Конфессиональная теология в сегодняшней России: pro et contra

22.10.2013
Просмотры: 2918

Настоящая статья посвящена разбору пяти основных возражений против присутствия теологии в российской системе образования и науки, звучащих в общественной дискуссии.

Напомним, что возвращение конфессиональной теологии легитимного статуса в России растянулось более чем на десятилетие и пока не завершено.

Конфессиональное теологическое образование было закреплено в Общероссийском образовательном классификаторе в 2000 г., соответствующие госстандарты подготовки бакалавров и магистров приняты в марте 2001 г., специалистов — в январе 2002 г. При этом религиозные учебные заведения получили право получать государственную аккредитацию, в том числе и по теологии, только в 2010 г. А до этого они не могли обеспечить своим выпускникам права лиц с высшим образованием. Наконец, теологическая наука до сих пор не имеет официального статуса в России, а кандидаты и доктора богословия — соответствующих прав.

При этом всплески общественной дискуссии вокруг теологии имеют место на протяжении уже свыше 20-и лет и направлены против тех или иных аспектов ее легитимизации. Кампания в СМИ 2000-01 гг. была направлена против легализации конфессионального теологического образования как такового и оттянула утверждение госстандарта специалиста-теолога на год; кампания вокруг "письма десяти академиков" 2007 года была направлена против внесения теологии в Номенклатуру ВАК РФ, кампания этого года, вокруг нового письма академиков , требует закрытия кафедры теологии в Национальном исследовательском ядерном университете "МИФИ".

» ПРЕДОСТАВЛЕННЫЙ МАТЕРИАЛ:
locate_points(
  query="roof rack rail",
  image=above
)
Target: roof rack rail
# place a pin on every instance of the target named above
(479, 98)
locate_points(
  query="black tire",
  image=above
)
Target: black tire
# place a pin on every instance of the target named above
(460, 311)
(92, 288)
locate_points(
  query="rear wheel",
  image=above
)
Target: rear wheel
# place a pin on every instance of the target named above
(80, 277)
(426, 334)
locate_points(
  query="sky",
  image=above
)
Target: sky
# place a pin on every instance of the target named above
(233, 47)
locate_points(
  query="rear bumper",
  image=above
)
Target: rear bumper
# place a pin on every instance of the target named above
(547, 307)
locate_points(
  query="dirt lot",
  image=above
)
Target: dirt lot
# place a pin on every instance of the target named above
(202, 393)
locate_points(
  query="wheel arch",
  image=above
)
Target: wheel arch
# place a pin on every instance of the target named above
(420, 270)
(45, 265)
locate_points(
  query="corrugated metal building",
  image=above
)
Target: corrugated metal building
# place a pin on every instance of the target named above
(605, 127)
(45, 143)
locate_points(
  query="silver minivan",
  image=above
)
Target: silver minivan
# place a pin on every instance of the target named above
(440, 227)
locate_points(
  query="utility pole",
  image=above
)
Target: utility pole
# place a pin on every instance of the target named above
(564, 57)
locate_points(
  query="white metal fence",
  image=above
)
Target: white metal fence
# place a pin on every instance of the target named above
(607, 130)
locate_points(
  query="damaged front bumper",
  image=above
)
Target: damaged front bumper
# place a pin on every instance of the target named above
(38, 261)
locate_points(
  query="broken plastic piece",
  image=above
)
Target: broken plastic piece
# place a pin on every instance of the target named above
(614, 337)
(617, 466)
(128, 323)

» ОПИСАНИЕ ЗАДАНИЯ: Согласно отрывку о конфессиональной теологии, в каком году религиозные учебные заведения получили право на государственную аккредитацию, в том числе по теологии? Материал взят из другого источника.

» ПОЛНОЕ РЕШЕНИЕ: В 2010 году.